▸ Directive A: Report every line in the records below that contains the word "black".

***** Source document *****

In those proceedings (which involved the same parties), the applicant

contended that the bank had acted unfairly in issuing a letter dated
26 July 2019 without first issuing a notice in terms of s
189 (3) of
the LRA. The letter referred to in the order advised the applicant
that he would be placed in what was termed an ‘operational

redeployment pool’ on the basis that if he was not placed in a
role within two months from 1 August 2019, he would be given
one
months’ notice of termination of employment, being the month of
October 2019.
[3]
Mabaso AJ issued the following order:

2. The respondent acted
in a procedurally unfair manner when it proceeded to issue Mr
Madibane with a letter dated 26 July 2019,
without issuing a written
notice in terms of s 189(3) of the LRA, inviting the applicant to
consult on the information recorded
therein;
3.
The respondent acted in a procedurally unfair manner when it
proceeded to issue
Mr Modibane with the letter dated 26 July 2019,
without issuing a written notice prescribed in the Nedbank
retrenchment policy;
4.
The respondent acted in a procedurally unfair manner by failing to
appoint a
facilitator as prescribed by the Nedbank retrenchment
policy;
5.
The respondent must comply with the prescribed 60 days period, as
recorded in
the Nedbank retrenchment policy; and more particularly,
that the 60 day period shall commence on the issue of a section 189
(3)

*****

▸ Directive B: Reproduce the passage of the judgment excerpt above, starting with "In those proceedings" and going on through "October 2019.".

***** Data provided *****

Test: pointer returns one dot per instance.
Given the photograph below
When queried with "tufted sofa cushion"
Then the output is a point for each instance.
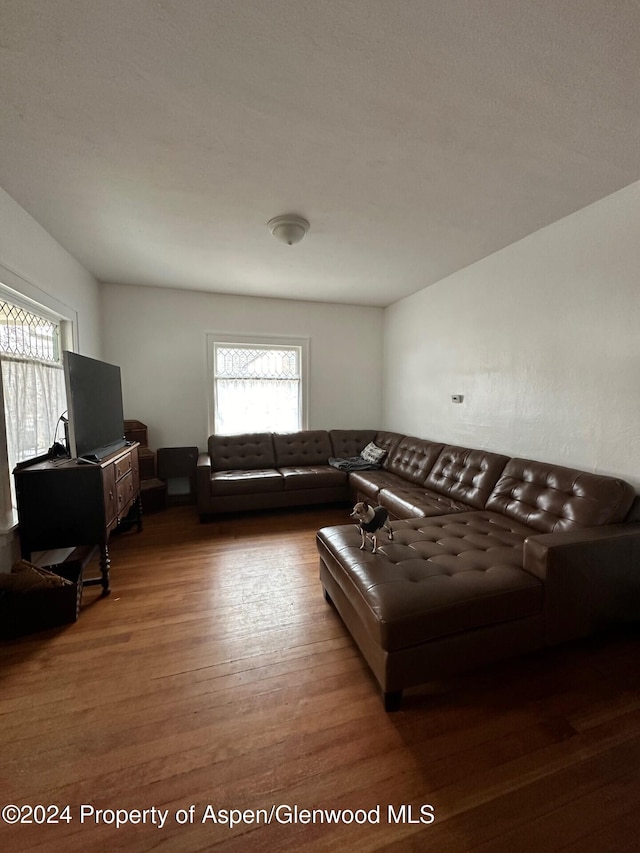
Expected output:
(438, 577)
(552, 499)
(249, 451)
(309, 447)
(413, 458)
(466, 475)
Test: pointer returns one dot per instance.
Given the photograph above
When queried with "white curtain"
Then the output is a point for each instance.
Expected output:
(257, 405)
(34, 398)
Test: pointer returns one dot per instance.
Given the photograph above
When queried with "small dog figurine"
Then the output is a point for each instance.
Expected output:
(370, 520)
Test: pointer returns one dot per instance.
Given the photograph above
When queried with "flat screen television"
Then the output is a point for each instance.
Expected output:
(94, 403)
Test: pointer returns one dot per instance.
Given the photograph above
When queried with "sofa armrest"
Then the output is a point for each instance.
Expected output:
(591, 578)
(203, 482)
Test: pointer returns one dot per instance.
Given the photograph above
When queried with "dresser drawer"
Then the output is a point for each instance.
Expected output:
(125, 492)
(122, 466)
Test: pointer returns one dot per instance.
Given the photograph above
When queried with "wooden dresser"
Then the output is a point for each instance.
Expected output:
(63, 503)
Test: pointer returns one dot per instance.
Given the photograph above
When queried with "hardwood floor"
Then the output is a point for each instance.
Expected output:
(215, 677)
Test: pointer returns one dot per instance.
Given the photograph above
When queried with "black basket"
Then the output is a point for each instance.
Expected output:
(41, 608)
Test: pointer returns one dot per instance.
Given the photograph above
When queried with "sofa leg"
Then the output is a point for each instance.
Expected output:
(392, 700)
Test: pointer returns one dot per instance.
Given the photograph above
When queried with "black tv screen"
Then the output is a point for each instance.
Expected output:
(94, 402)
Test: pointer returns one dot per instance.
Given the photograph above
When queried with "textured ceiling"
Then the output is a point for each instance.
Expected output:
(155, 139)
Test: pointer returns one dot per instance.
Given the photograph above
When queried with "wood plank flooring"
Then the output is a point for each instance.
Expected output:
(215, 682)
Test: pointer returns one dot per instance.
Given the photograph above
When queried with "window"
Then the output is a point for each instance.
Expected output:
(258, 386)
(32, 381)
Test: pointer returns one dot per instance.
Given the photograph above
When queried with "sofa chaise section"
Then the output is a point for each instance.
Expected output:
(549, 558)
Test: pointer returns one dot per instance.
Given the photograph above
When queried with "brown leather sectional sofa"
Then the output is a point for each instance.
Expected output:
(271, 470)
(491, 556)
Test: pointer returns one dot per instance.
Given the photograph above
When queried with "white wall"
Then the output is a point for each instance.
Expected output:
(32, 262)
(158, 337)
(543, 340)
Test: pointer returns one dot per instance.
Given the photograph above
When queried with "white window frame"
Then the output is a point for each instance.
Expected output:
(268, 341)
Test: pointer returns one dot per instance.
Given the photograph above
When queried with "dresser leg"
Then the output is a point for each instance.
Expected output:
(105, 565)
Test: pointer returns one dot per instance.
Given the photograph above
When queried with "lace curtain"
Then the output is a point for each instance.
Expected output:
(257, 405)
(34, 398)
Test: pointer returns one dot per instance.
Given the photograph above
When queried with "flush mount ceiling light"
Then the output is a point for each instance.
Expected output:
(289, 228)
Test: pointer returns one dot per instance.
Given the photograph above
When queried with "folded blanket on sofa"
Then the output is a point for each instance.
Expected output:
(353, 463)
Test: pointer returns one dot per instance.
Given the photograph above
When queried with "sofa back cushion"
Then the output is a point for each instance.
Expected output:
(350, 442)
(246, 452)
(466, 475)
(413, 458)
(551, 498)
(307, 447)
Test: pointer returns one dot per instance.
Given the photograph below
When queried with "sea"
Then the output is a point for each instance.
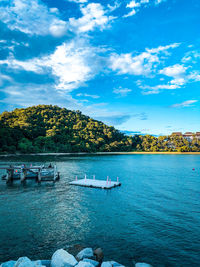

*****

▸ Problem solution A:
When queried with "black basket"
When queried with "black tv screen"

▸ Problem solution B:
In those proceedings (which involved the same parties), the applicant

contended that the bank had acted unfairly in issuing a letter dated
26 July 2019 without first issuing a notice in terms of s
189 (3) of
the LRA. The letter referred to in the order advised the applicant
that he would be placed in what was termed an ‘operational

redeployment pool’ on the basis that if he was not placed in a
role within two months from 1 August 2019, he would be given
one
months’ notice of termination of employment, being the month of
October 2019.